WORK ITEM> Provide the material again, with every line intact and exact.

RAW DATA>
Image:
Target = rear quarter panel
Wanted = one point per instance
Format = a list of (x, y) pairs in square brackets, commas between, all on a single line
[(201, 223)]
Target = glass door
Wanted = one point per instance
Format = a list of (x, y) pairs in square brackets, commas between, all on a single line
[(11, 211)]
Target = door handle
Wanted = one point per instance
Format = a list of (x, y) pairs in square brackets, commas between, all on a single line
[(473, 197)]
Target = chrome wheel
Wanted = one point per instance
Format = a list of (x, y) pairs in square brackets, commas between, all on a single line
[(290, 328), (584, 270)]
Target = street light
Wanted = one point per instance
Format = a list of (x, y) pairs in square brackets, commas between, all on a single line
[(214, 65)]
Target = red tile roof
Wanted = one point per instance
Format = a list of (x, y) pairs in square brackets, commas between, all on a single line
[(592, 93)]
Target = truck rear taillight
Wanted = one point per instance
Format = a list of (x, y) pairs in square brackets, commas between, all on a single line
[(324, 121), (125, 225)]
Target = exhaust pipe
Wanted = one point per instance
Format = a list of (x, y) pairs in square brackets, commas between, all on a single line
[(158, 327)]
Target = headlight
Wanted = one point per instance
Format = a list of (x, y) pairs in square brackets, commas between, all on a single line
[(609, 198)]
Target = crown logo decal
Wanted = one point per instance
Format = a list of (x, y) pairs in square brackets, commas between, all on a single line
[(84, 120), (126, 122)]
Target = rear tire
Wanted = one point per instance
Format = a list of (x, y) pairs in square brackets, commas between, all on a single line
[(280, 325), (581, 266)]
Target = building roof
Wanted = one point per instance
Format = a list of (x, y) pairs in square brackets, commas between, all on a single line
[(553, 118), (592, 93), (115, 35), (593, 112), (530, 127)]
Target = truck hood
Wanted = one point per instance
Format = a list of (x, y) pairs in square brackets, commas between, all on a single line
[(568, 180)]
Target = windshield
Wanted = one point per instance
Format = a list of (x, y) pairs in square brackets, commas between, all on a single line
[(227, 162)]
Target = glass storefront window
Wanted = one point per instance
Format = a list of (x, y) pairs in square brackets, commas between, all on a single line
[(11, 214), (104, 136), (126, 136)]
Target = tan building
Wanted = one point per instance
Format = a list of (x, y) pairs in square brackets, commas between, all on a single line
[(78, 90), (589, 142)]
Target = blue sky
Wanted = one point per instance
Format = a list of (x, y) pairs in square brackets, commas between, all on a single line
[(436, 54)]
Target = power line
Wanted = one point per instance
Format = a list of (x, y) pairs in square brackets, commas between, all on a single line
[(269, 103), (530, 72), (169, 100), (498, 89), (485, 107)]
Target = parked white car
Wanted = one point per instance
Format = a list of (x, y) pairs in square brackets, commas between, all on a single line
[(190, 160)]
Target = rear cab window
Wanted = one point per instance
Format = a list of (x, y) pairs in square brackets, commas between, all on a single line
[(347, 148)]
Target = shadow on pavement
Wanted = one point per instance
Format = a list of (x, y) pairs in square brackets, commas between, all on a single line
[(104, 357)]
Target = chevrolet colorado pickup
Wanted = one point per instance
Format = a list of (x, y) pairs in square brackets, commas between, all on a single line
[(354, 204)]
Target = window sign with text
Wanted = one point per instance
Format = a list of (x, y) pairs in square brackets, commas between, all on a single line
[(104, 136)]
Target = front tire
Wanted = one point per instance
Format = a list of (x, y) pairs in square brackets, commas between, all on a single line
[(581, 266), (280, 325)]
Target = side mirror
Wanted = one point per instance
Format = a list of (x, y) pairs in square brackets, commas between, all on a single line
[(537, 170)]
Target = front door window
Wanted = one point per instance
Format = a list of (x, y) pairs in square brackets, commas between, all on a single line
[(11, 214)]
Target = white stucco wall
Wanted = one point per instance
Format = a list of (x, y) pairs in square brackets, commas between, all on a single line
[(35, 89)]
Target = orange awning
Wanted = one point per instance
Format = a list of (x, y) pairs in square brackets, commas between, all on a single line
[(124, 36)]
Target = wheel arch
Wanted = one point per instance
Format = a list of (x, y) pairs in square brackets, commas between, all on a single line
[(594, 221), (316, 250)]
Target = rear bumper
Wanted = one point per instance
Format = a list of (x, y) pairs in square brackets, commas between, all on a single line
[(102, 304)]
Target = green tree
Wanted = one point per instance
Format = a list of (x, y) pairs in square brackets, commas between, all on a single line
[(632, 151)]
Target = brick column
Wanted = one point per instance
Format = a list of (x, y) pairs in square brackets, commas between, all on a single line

WRITTEN SOLUTION>
Image:
Target = rear quarter panel
Wanted = one point per instance
Format = a list of (x, y) pairs in square brackets, commas between, all on a single line
[(201, 223)]
Target = glass door
Wanted = one point per instance
Format = a list of (x, y) pairs in square brackets, commas between, all on a single line
[(11, 211)]
Target = door handle
Wanted = one point per instance
Format = a list of (x, y) pairs in square brackets, commas between, all on a single line
[(473, 197)]
Target = chrome wheel
Wanted = one point per instance
Format = a list of (x, y) pairs in square brackets, commas between, all on a single line
[(290, 328), (584, 270)]
Target = street light
Wanted = one point per instance
Format = a list of (x, y) pairs in square brackets, commas between, all on a single line
[(214, 65)]
Target = red tile roof
Wanted = one point per instance
Format = a list of (x, y) pairs in square brackets, commas between, all on a single line
[(592, 93)]
Target = truck rear taillight
Wanted = one point per instance
Format = a list of (x, y) pairs in square brackets, commas between, all on a single line
[(324, 121), (125, 225)]
Target = exhaust pipe
Wanted = one point per instance
Format = a list of (x, y) pairs in square brackets, commas between, all on a single line
[(158, 327)]
Target = headlight
Wanted = one point per instance
Format = a list of (x, y) pairs in square brackets, commas between, all on a single line
[(609, 198)]
Target = crown logo decal
Wanted = one point per instance
Format = a list of (x, y) pairs in square brackets, commas between, all on a single line
[(84, 120), (126, 122)]
Target = rear tire
Wanted = one point per instance
Format = a list of (x, y) pairs in square brackets, commas between, all on a single line
[(280, 325), (581, 266)]
Target = building roof
Wanted = one point per instance
Format = a list of (x, y) pairs in square brackets, commas between, all on a single line
[(553, 118), (592, 93), (115, 35), (593, 112), (530, 127)]
Target = truck hood
Wanted = one point per instance
Format = a list of (x, y) pairs in square brackets, commas between, all on a single line
[(568, 180)]
Target = windshield
Wanted = one point per instance
Format = a list of (x, y) pairs in square brackets, commas between, all on a single line
[(227, 162)]
Target = glass storefront window
Wanted = one point per instance
Format = a list of (x, y) pairs in square brackets, commas between, all on a single line
[(11, 214), (104, 136), (126, 136)]
Target = tan building
Wanted = one point per instance
Format = a list of (x, y) pairs in square brackets, commas between, all on a single line
[(78, 90), (589, 142)]
Target = blue sky
Wanted = one point per instance
Format = a list of (x, y) pairs in square brackets, commas between, all on a single line
[(436, 54)]
Target = power line
Wanted = one point per instance
Format = a list of (x, y) pairs in square brackets, commas between, all on a single line
[(269, 103), (530, 72), (169, 100), (498, 89), (485, 107)]
Target = parked white car
Wanted = one point per instance
Format = a list of (x, y) pairs in square brackets, commas between, all on a single line
[(190, 160)]
Target = rear cab window
Wanted = one point per instance
Format = a list of (x, y) pairs in square brackets, commas between, all on a single line
[(347, 148)]
Target = shadow on pavement
Wanted = one point per instance
Format = a list of (x, y) pairs in square brackets, commas between, all on a single line
[(104, 357)]
Target = chevrolet colorado pickup
Wanted = one point per instance
Format = a list of (x, y) pairs in square brackets, commas between, all on a single line
[(354, 204)]
Target = window sign with text
Wanted = one point per instance
Format = a list of (x, y) pairs in square brackets, commas between, all on a single line
[(104, 136)]
Target = front tire
Wanted = one point per instance
Format = a list of (x, y) pairs in square brackets, commas between, all on a single line
[(581, 266), (280, 325)]
Target = side mirror
Wanted = one point per instance
Format = a list of (x, y) pairs in square brackets, commas between, all on a single line
[(537, 170)]
Target = front door window
Wanted = one point per instance
Format = a list of (x, y) pairs in square brackets, commas between, all on a single line
[(11, 214)]
Target = white stucco wall
Wanted = one point per instance
Format = a list of (x, y) pairs in square brackets, commas between, all on a single line
[(35, 89)]
Target = orange awning
Wanted = one point per instance
Format = a list of (x, y) pairs in square brackets, commas between, all on a single line
[(124, 36)]
Target = wheel arch
Wanted = one point per instance
Format = a list of (x, y) pairs in square brackets, commas between, all on a single line
[(594, 221), (316, 250)]
Target = rear bumper
Wanted = one point per instance
Format = a list of (x, y) pairs in square brackets, commas between, all on a single line
[(102, 304)]
Target = green tree
Wanted = one point per instance
Format = a list of (x, y) pairs in square brackets, commas between, all on a single line
[(632, 151)]
Target = brick column
Wanted = one point per instance
Format = a list of (x, y) pairs in square brackets, commas between, all on a single line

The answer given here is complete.